Given problem 1 = In the C++20 trim question below, shorten the paragraph beginning "Issue here is that this is not inplace" while keeping its main facts.

Page text =

■ ■ ■ ■ ■

4

Inspired by cute cppreference example of trim with C++20 I have written the following code(I have changed the return type to void and arg to std::string& since my "problem"(I am inventing problems to learn C++20) does not exist in original code that uses std::string_view arg and returns std::string).

void trim(std::string&  in)
{
    auto view
        = std::views::all(in)
        | std::views::drop_while(isspace)
        | std::views::reverse
        | std::views::drop_while(isspace)
        | std::views::reverse;
        std::string result{view.begin(), view.end()};
        in = std::move(result);
}

Issue here is that this is not inplace, meaning that new string is created. I can write uglier code that does this inplace and I know that traditionally C++ algorithms have no idea that containers exist, but I wonder if C++20 has some tricks that enable me to do the trim in elegant way, but also inplace.

Here is my ugly inplace trim also(not sure if it works ok, but idea is that it does the trimming inplace):

void trim2(std::string& s) {
    // ugly and error prone, but inplace
    const auto it1 = std::ranges::find_if_not(s, isspace);
    const auto it2 = std::ranges::find_if_not(s.rbegin(), s.rend(), isspace);
    const size_t shift = (it1==s.end()) ? 0: std::distance(s.begin(), it1);
    const size_t result_size = s.size() - shift - ((it2==s.rend()) ? 0 : std::distance(s.rbegin(), it2));
    std::shift_left(s.begin(), s.end(), shift);
    s.resize(result_size);
}

godbolt

edit: originally this question claimed in.assign would be UB, but T.C. corrected me. But based on my understanding of C++23 draft assign would still cause the temporary string to be created.

NoSenseEtAl
  • 28,205
  • 28
  • 128
  • 277
  • Working this out in my head: a straight-forward, in-place trim consists of: 1) a `find_if`, 2) an assignment, 3) a while loop with an if-conditioned assignment and 4) an erase(). A fairly basic, straightforward, simple implementation. Ranges are not a solution for every problem. The straightforward, simple approach, is done in exactly one iteration over the whole string. The absolute minimum that logic dictates is possible for something like this. How many times does the above go over, and over, and over, the range? – Sam Varshavchik Apr 01 '21 at 01:10
  • @SamVarshavchik probably twice(once for determining the view, and once for copy), since range views are maximally lazy. But I did not profile/debug this code, just a guess. – NoSenseEtAl Apr 01 '21 at 01:14
  • Where does cppreference say that for std::string? – T.C. Apr 01 '21 at 01:52
  • @T.C. my mistake, I clicked wrong link, it is for std::vector::assign – NoSenseEtAl Apr 01 '21 at 02:04
  • @T.C. ah wait... assign is safe, but slow... I just read the draft of C++23, they do make copies... Equivalent to:return assign(basic_string(first, last, get_allocator())); – NoSenseEtAl Apr 01 '21 at 02:15

3 Answers3

4

Perhaps something like this?

■ ■ ■ ■ ■

Information supplied =
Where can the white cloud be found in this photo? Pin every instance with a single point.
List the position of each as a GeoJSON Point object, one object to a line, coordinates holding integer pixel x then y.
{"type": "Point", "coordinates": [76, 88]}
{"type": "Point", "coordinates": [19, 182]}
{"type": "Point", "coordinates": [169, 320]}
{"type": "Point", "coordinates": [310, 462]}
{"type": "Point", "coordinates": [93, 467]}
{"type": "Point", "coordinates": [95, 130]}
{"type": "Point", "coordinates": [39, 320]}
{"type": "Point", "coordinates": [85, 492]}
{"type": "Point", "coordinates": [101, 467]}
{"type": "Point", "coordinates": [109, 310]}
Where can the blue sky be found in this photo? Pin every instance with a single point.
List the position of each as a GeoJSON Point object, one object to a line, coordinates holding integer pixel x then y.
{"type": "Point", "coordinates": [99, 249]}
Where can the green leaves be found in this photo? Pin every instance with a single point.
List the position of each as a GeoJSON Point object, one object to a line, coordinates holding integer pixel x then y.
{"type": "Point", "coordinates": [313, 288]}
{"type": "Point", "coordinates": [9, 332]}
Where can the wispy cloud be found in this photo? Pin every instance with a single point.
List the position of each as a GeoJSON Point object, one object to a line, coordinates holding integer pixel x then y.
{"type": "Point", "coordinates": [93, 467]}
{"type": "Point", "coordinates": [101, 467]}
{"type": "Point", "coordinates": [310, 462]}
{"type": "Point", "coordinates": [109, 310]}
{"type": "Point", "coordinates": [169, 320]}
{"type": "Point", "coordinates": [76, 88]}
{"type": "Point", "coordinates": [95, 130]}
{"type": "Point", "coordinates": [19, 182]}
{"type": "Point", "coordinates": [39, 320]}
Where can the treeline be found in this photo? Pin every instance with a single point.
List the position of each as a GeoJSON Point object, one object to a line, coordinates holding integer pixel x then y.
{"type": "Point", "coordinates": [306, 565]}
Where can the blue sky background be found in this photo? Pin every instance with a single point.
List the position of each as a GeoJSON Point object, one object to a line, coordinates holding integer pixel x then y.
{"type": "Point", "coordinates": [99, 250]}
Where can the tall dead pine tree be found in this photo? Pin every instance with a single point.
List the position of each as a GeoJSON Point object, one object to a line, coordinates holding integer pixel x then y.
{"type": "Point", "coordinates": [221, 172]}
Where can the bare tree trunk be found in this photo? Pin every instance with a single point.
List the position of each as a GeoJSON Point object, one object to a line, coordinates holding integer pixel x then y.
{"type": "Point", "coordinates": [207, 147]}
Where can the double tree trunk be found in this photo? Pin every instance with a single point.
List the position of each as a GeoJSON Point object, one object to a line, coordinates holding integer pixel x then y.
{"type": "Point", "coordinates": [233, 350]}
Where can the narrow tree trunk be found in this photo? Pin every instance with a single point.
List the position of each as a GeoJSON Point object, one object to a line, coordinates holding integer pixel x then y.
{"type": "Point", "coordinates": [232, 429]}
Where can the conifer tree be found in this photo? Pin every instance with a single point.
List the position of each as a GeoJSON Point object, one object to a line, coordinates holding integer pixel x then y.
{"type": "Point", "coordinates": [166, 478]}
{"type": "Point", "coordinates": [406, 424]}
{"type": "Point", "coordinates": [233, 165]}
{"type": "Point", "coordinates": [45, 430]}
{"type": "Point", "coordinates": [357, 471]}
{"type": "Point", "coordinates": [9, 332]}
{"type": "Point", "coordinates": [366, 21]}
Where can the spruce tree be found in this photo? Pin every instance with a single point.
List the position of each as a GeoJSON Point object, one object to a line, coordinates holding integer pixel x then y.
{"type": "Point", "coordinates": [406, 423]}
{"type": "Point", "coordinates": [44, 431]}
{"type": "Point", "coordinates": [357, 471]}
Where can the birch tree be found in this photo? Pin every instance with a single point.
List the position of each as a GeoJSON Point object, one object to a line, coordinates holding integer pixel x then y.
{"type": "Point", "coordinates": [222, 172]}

■ ■ ■ ■ ■

Given problem 2 = In the rows above, change "tree trunk" to "trunk" throughout the stretch from the line containing "Where can the bare" through the end of the rows. Return only those lines, with everything else unchanged.

Task solution 1 = The trim is not in place because it creates a new string. Uglier code could trim in place, and C++ algorithms traditionally know nothing about containers. The question is whether C++20 has tricks for a trim that is both elegant and in place.

Task solution 2 =
Where can the bare trunk be found in this photo? Pin every instance with a single point.
List the position of each as a GeoJSON Point object, one object to a line, coordinates holding integer pixel x then y.
{"type": "Point", "coordinates": [207, 147]}
Where can the double trunk be found in this photo? Pin every instance with a single point.
List the position of each as a GeoJSON Point object, one object to a line, coordinates holding integer pixel x then y.
{"type": "Point", "coordinates": [233, 350]}
Where can the narrow trunk be found in this photo? Pin every instance with a single point.
List the position of each as a GeoJSON Point object, one object to a line, coordinates holding integer pixel x then y.
{"type": "Point", "coordinates": [232, 429]}
Where can the conifer tree be found in this photo? Pin every instance with a single point.
List the position of each as a GeoJSON Point object, one object to a line, coordinates holding integer pixel x then y.
{"type": "Point", "coordinates": [166, 478]}
{"type": "Point", "coordinates": [406, 424]}
{"type": "Point", "coordinates": [233, 165]}
{"type": "Point", "coordinates": [45, 430]}
{"type": "Point", "coordinates": [357, 471]}
{"type": "Point", "coordinates": [9, 332]}
{"type": "Point", "coordinates": [366, 21]}
Where can the spruce tree be found in this photo? Pin every instance with a single point.
List the position of each as a GeoJSON Point object, one object to a line, coordinates holding integer pixel x then y.
{"type": "Point", "coordinates": [406, 423]}
{"type": "Point", "coordinates": [44, 431]}
{"type": "Point", "coordinates": [357, 471]}
Where can the birch tree be found in this photo? Pin every instance with a single point.
List the position of each as a GeoJSON Point object, one object to a line, coordinates holding integer pixel x then y.
{"type": "Point", "coordinates": [222, 172]}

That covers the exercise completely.